EXERCISE SET –
• a. According to the passage on agricultural data below, why should all collected data be saved? Answer in one to three sentences.
• b. In the passage on agricultural data below, how many plots has the "Genomes to Fields" team evaluated?
• c. List every step of data analysis for unmanned-aerial vehicles that the passage on agricultural data below names.

We have a huge emerging problem centered on big data. Massive amounts of agricultural data are being collected around the world by scientists. But planning and infrastructure to catalog and make data accessible for future research and synthesis are needed.
Data permeate all facets of agricultural research and agricultural production. Properly curated data can be used beyond initial experiments. Data provide inexpensive yet valuable opportunities to improve breeding and management knowledge from experiments that were never planned.
Not many people are thinking about it but it will be a real pain to try to go back and find data later; we need to address it now. Right now people generate data, keep it on their computer, write a paper and then put the data somewhere. That “somewhere” remains unclear in many cases, and there’s no organized effort being made to anticipate it.
Think of the world of genomics. The data are accessible through the National Center of Biotechnology Information where genomic data about any species in this world can be found. We should really learn from the genomics field – it’s the gold standard in publicly pooling data. When you look at the genomics-data explosion, one big lesson was to be reasonably prepared for the amount collected.
Think data use and reuse with unmanned-aerial vehicles. Data collection is the easiest part of the process. The more-difficult part follows with data analysis – stitching together images like a panorama feature on cameras, making three-dimensional point clouds, and extracting data for each plot before exporting information from global-information-system software to statistical software.
We need to save it all because in 10 years algorithms will improve and we can do a better job of extracting useful data. There’s a need for developing data-sharing standards, incentivizing researchers to share data and building a data-sharing infrastructure within agricultural research.
I participate in the “Genomes to Fields” program, which involves 35 professors growing the same genetic populations of corn and collecting data in exactly the same way. We’ve evaluated more than 180,000 plots as a team – 2,500 hybrids in 162 environments. We consider how to deal with that much data. First hire a program coordinator and agree upon standards because there will be multiple terabytes of data to be dealt with quickly.
With coordination data are available and can be used in corn-improvement studies. That’s especially true with unmanned-aerial systems that automate routine measurements such as plant height to estimate grain yield or diseases, identify the most promising varieties or identify stress signatures for farmer management.
This will mean collaborating with a data scientist from the beginning. It will require focus as a need and not as an afterthought. And it will take money. It will mean taking part of a research budget and putting it into communicating data, and maybe hiring people who can use some of the old data to make decisions. People are synthesizing data that were never designed for the experiment in which they were collected. Synthesis studies will make the most reliable and impactful findings going forward.

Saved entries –
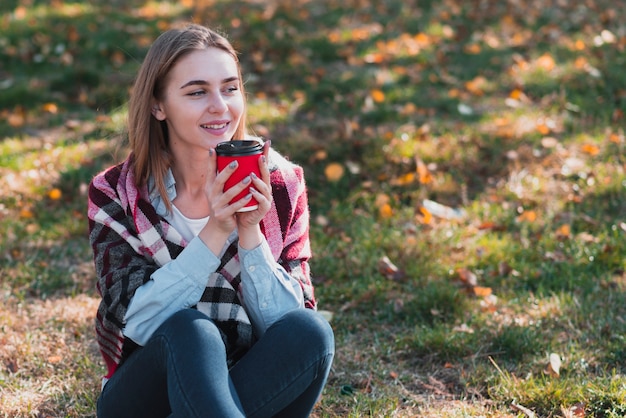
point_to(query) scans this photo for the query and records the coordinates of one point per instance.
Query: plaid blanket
(130, 241)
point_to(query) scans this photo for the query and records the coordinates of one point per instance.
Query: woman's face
(202, 103)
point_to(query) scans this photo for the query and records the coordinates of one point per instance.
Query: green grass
(510, 112)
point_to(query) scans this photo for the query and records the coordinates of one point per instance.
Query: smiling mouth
(215, 126)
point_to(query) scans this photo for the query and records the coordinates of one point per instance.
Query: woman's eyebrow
(206, 83)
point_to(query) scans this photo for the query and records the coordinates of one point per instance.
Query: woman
(204, 309)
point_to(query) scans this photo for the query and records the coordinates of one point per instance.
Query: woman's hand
(250, 235)
(222, 220)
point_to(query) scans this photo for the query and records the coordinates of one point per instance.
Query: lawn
(466, 165)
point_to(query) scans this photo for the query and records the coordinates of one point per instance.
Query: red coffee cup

WRITTEN ANSWERS –
• a. All of it should be saved because in 10 years algorithms will improve. Researchers will then be able to do a better job of extracting useful data from it.

• b. More than 180,000 plots.

• c.
- Stitching together images like a panorama feature on cameras
- Making three-dimensional point clouds
- Extracting data for each plot
- Exporting information from global-information-system software to statistical software